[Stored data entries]
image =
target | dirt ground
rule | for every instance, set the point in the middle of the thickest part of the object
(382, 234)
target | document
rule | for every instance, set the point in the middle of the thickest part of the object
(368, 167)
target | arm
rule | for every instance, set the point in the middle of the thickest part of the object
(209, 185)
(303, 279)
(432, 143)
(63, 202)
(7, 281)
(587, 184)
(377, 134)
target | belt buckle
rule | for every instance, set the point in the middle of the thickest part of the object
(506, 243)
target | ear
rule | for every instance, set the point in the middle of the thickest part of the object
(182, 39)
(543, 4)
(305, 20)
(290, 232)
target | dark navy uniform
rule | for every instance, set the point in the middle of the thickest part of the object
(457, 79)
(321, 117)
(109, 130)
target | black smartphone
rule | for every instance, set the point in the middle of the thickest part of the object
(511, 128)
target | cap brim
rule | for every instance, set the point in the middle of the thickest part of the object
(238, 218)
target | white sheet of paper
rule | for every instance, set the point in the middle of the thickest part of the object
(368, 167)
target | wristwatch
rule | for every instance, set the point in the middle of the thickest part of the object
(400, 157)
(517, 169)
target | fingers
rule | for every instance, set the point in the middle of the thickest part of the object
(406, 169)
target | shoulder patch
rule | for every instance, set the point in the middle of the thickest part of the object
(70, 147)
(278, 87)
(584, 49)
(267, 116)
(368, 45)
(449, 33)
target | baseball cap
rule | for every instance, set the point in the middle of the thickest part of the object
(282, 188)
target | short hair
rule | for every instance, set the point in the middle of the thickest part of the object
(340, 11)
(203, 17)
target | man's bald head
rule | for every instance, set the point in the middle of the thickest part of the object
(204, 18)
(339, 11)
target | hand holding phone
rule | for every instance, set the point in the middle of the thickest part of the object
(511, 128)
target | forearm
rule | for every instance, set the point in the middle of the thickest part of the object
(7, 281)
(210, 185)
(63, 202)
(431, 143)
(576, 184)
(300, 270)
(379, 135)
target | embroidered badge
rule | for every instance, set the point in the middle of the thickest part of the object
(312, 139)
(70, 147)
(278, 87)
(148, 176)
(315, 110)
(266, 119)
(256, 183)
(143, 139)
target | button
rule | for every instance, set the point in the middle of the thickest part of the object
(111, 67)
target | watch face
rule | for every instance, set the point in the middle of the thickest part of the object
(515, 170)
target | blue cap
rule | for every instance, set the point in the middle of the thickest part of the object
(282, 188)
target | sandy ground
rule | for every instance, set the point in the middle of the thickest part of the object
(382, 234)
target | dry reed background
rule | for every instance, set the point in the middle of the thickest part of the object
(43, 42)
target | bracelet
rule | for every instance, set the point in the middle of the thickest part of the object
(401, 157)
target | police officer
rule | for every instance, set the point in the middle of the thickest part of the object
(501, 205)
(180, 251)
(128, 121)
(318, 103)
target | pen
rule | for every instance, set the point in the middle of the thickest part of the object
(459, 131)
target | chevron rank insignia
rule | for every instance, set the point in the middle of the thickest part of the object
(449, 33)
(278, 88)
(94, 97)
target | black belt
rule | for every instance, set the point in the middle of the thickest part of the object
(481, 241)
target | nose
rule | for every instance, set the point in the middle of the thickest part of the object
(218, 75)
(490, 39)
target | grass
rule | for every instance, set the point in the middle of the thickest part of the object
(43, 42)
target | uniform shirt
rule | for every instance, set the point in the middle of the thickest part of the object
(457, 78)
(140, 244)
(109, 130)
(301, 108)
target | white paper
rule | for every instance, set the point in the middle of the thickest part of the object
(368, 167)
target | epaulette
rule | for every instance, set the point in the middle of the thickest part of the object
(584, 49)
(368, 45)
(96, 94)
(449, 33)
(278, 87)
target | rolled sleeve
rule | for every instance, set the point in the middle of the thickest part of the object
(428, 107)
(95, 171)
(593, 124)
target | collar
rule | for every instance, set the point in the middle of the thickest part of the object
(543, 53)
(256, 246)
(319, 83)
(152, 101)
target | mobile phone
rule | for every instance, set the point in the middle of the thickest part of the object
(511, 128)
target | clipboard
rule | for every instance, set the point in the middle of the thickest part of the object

### YOUR INSTRUCTIONS
Set down the lines above as they stand, starting with the first line and ending with the line that contains "target | ear".

### EXERCISE RESULT
image =
target | dirt ground
rule | for every instance, set the point in the middle of the thickest part of the object
(382, 234)
target | document
rule | for every instance, set the point in the middle of the thickest part of the object
(368, 167)
target | arm
rule | for every instance, set the point in the middle of the thickest part of the object
(209, 185)
(303, 279)
(432, 143)
(63, 202)
(7, 281)
(587, 184)
(377, 134)
target | belt buckle
rule | for every instance, set the point in the middle of the thickest part of the object
(506, 243)
target | ear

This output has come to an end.